_Goal_
Copy the records below word for word, omitting the pictures.

>> START Task data

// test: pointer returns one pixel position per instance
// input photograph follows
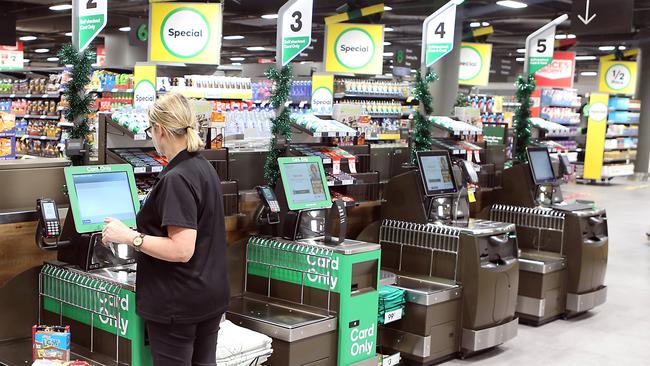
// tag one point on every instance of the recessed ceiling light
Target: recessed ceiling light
(512, 4)
(61, 7)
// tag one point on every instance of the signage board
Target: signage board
(354, 48)
(474, 66)
(185, 32)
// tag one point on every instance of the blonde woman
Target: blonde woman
(182, 289)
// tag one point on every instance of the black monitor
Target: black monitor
(539, 161)
(436, 172)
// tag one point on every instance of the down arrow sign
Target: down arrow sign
(587, 19)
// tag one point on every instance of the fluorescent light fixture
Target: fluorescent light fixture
(512, 4)
(61, 7)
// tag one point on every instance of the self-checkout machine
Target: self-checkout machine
(460, 274)
(316, 295)
(91, 287)
(564, 245)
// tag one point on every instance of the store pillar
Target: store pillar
(445, 90)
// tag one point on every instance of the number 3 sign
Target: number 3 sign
(294, 30)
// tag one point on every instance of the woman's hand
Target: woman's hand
(115, 231)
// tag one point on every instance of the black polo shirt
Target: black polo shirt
(187, 194)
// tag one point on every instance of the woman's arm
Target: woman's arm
(177, 247)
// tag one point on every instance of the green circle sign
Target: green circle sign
(354, 48)
(189, 24)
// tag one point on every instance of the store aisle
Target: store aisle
(616, 333)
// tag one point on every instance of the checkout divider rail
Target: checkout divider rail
(542, 219)
(292, 257)
(85, 293)
(441, 239)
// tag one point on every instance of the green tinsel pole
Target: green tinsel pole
(421, 140)
(521, 119)
(281, 124)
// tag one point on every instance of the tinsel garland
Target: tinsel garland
(281, 124)
(79, 101)
(421, 140)
(521, 119)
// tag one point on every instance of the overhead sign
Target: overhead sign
(559, 73)
(91, 18)
(354, 48)
(294, 29)
(601, 16)
(438, 34)
(144, 81)
(322, 94)
(596, 132)
(185, 32)
(11, 57)
(474, 66)
(617, 77)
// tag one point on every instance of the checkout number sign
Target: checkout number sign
(294, 29)
(438, 34)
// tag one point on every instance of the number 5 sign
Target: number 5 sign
(294, 30)
(540, 46)
(89, 17)
(438, 34)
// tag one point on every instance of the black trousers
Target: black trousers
(184, 344)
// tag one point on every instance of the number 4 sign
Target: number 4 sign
(438, 34)
(294, 30)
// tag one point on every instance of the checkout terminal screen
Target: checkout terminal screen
(104, 195)
(542, 168)
(437, 174)
(304, 183)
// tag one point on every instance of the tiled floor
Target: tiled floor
(616, 333)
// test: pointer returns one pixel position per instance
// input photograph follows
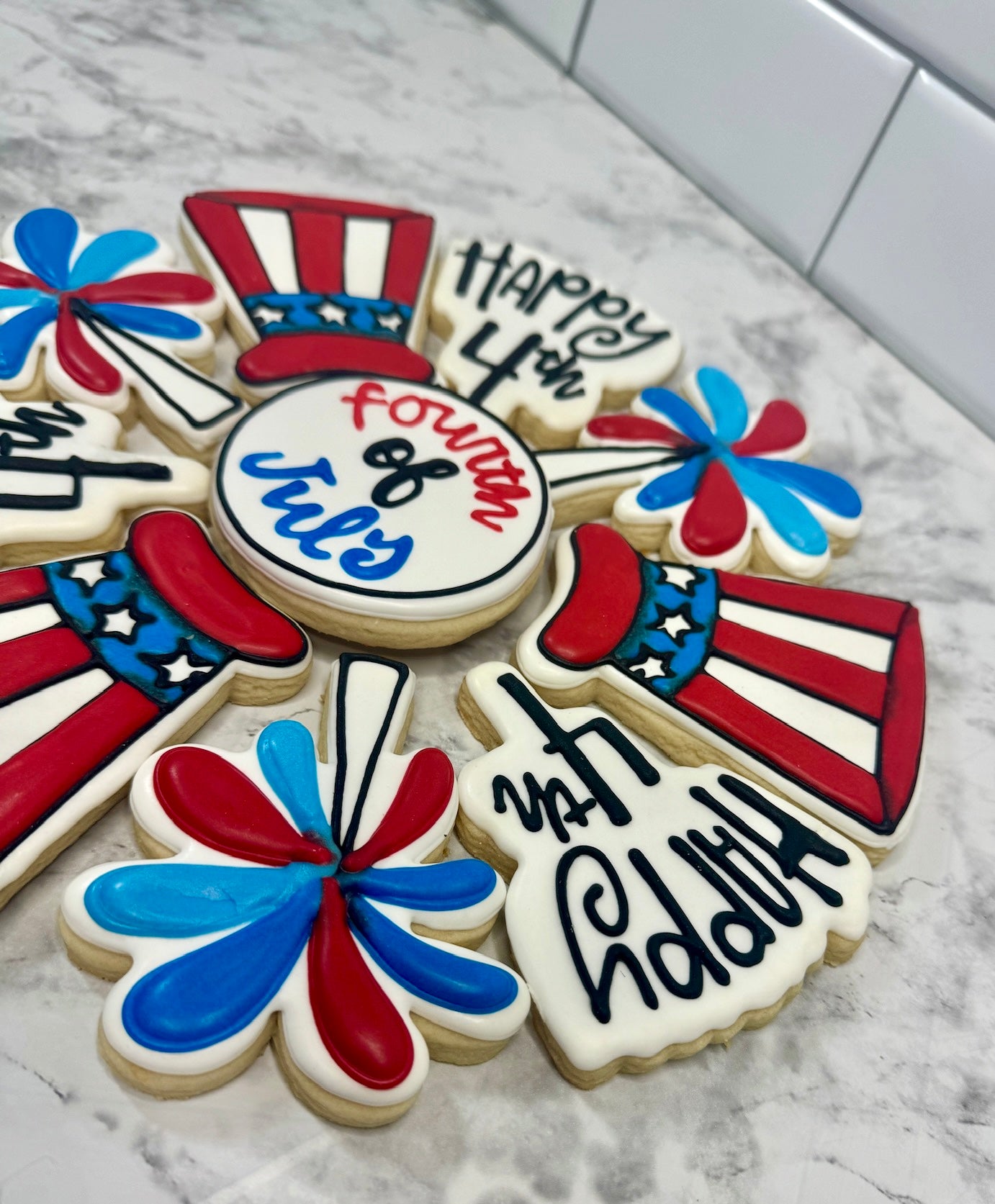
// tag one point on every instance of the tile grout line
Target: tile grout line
(578, 37)
(917, 59)
(810, 270)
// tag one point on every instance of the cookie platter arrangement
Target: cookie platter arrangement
(302, 892)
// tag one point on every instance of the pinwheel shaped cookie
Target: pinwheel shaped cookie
(102, 320)
(703, 481)
(299, 908)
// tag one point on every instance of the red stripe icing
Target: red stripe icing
(22, 585)
(318, 246)
(862, 611)
(40, 656)
(420, 801)
(827, 677)
(603, 601)
(216, 803)
(359, 1026)
(717, 518)
(794, 755)
(905, 710)
(179, 560)
(294, 202)
(228, 240)
(410, 245)
(41, 776)
(780, 427)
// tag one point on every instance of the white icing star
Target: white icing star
(390, 322)
(264, 314)
(181, 669)
(680, 577)
(675, 625)
(89, 571)
(120, 623)
(329, 312)
(651, 667)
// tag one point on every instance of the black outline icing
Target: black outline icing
(346, 661)
(887, 828)
(474, 413)
(96, 323)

>> END Task data

_Worked solution_
// test: pointer returns one pixel position per instance
// input photograph follows
// tag one point on every instance of the recessed ceiling light
Target: recessed ceiling light
(512, 4)
(61, 7)
// tag one point on every instance of the signage board
Target: signage board
(354, 48)
(474, 66)
(185, 32)
// tag one point on every instance of the blonde woman
Target: blonde woman
(182, 289)
// tag one point on every instance of the black monitor
Target: black monitor
(539, 161)
(436, 172)
// tag one point on every instance of the down arrow sign
Target: down arrow sign
(587, 19)
// tag one point on every instance of the fluorescent light fixture
Target: fluorescent light fixture
(512, 4)
(61, 7)
// tag one point on every instance of the self-checkout machine
Target: self-checkout machine
(460, 274)
(316, 295)
(91, 287)
(564, 245)
// tag one point on every instance of the store pillar
Target: store pillar
(445, 90)
// tag one point on every instance of the number 3 sign
Target: number 3 sign
(294, 30)
// tag one point on every instance of the woman's hand
Target: woman's hand
(115, 231)
// tag one point on every instance of the black polo shirt
Target: black polo shirt
(187, 194)
// tag one point on every instance of the woman's arm
Target: woman's arm
(177, 247)
// tag one point on every instance of the green circle sign
Target: green circle sign
(354, 48)
(189, 24)
// tag one point on every instance of the store aisle
Target: store aisle
(616, 333)
// tag one point on every instance of the checkout divider rail
Target: checkout divider rail
(542, 219)
(292, 257)
(85, 293)
(441, 239)
// tag one point on every instance of the green tinsel pole
Target: green tinsel pole
(421, 140)
(521, 119)
(281, 124)
// tag one point on every instance of the tinsel garland
Target: tinsel garland
(281, 124)
(79, 101)
(421, 140)
(521, 119)
// tag one point on every instance of the overhead sign
Target: overhead sign
(559, 73)
(91, 18)
(354, 48)
(294, 29)
(601, 16)
(438, 34)
(144, 81)
(322, 94)
(596, 132)
(185, 32)
(11, 57)
(474, 66)
(617, 77)
// tag one point on every instance of the checkout number sign
Target: checkout number sign
(294, 29)
(438, 34)
// tag one point on every instance of the number 5 sign
Target: number 5 sign
(294, 30)
(540, 46)
(89, 17)
(438, 34)
// tag one point on every instance of the black trousers
Target: black trousers
(184, 344)
// tag one point on every instance of the number 4 sign
Target: number 4 sign
(438, 34)
(294, 30)
// tag one point on every instance of the checkout terminal screen
Target: checkout terminal screen
(104, 195)
(542, 168)
(437, 174)
(304, 183)
// tag one point on every instance of the tiled floor
Target: tiled floor
(616, 333)
// test: pointer returns one pixel position per instance
// input photograph follows
// tag one point on every instance of the tile grout line
Target: tile grout line
(578, 37)
(917, 59)
(810, 270)
// tag one point on every instance of the cookie platter arrangement
Target: cookie platter arrangement
(302, 892)
// tag one point on every instance of the pinwheel shaped cookie
Target: pinwheel shaped cookie
(102, 320)
(703, 481)
(299, 908)
// tag one point on every instance of the red stripe icing
Target: red stripe icing
(22, 585)
(318, 246)
(862, 611)
(40, 656)
(420, 801)
(827, 677)
(603, 601)
(216, 803)
(359, 1026)
(717, 518)
(794, 755)
(905, 710)
(179, 560)
(294, 202)
(228, 240)
(410, 245)
(41, 776)
(780, 427)
// tag one point on every instance of the white icing star
Target: white icing star
(390, 322)
(264, 314)
(181, 669)
(680, 577)
(675, 625)
(89, 571)
(120, 623)
(329, 312)
(651, 667)
// tag one point on every instance of the black outline icing
Target: black outline icing
(346, 661)
(887, 828)
(474, 413)
(96, 323)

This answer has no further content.